▸ ARTIKEL:
Russlands Wissenschaft - Retten oder abwickeln?
Aufbau von Elite-Unis, Anwerbung von ausländischen Wissenschaftlern, Konzentration auf die Forschung in Naturwissenschaften, Rüstung und Raumfahrt - Teil 1
Wird sich der Streit zwischen Russland und dem Westen auch auf Bereiche auswirken, die mit der Ukraine nichts zu tun haben? Ist die Zusammenarbeit deutscher und russischer Wissenschaftler, die sich in den letzten Jahren merklich vertieft hat, gefährdet? "Zum jetzigen Zeitpunkt sollen Projekte weder gestoppt noch finanziell gekürzt werden", sagt Jörn Achterberg, Leiter des Moskauer Büros der Deutschen Forschungsgemeinschaft (DFG), gegenüber Telepolis. "Die Wissenschaft hat sicherlich eine Funktion, die wie Kultur und Bildung auch in schwierigen politischen Zeiten vermitteln kann", so der DFG-Vertreter.
Ähnlich äußert sich auch der Sprecher der Helmholtz-Gemeinschaft, Jan-Martin Wiarda, gegenüber Telepolis. "Auf die Aktivitäten der Helmholtz-Gemeinschaft hat die aktuelle Krise derzeit keine Auswirkungen. Alle unsere Kooperationen mit Russland laufen weiter wie bisher." Wie geplant werde Anfang April in Potsdam ein deutsch-russischer Workshop zum Thema Nachhaltigkeit stattfinden.

▸ DATENABSCHNITT:
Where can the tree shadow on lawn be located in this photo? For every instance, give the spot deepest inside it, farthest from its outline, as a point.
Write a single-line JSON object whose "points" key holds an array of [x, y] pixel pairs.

▸ ARBEITSAUFTRAG 1:
Beantworte anhand des Artikels die folgenden Fragen:
(a) Wer leitet das Moskauer Büro der Deutschen Forschungsgemeinschaft?
(b) Wer spricht für die Helmholtz-Gemeinschaft?
(c) In welcher Stadt soll Anfang April der deutsch-russische Workshop stattfinden?
▸ ARBEITSAUFTRAG 2:
Aktualisiere im Artikel alles von „Aufbau von Elite-Unis, Anwerbung“ bis hinunter zu „so der DFG-Vertreter.“ und setze dabei „Kooperation“ anstelle von „Zusammenarbeit“ ein.
Die Daten stehen in keinem Zusammenhang mit dem Artikel.

▸ VOLLSTÄNDIGE AUSGABE 1:
(a) Jörn Achterberg
(b) Jan-Martin Wiarda
(c) In Potsdam

▸ VOLLSTÄNDIGE AUSGABE 2:
Aufbau von Elite-Unis, Anwerbung von ausländischen Wissenschaftlern, Konzentration auf die Forschung in Naturwissenschaften, Rüstung und Raumfahrt - Teil 1
Wird sich der Streit zwischen Russland und dem Westen auch auf Bereiche auswirken, die mit der Ukraine nichts zu tun haben? Ist die Kooperation deutscher und russischer Wissenschaftler, die sich in den letzten Jahren merklich vertieft hat, gefährdet? "Zum jetzigen Zeitpunkt sollen Projekte weder gestoppt noch finanziell gekürzt werden", sagt Jörn Achterberg, Leiter des Moskauer Büros der Deutschen Forschungsgemeinschaft (DFG), gegenüber Telepolis. "Die Wissenschaft hat sicherlich eine Funktion, die wie Kultur und Bildung auch in schwierigen politischen Zeiten vermitteln kann", so der DFG-Vertreter.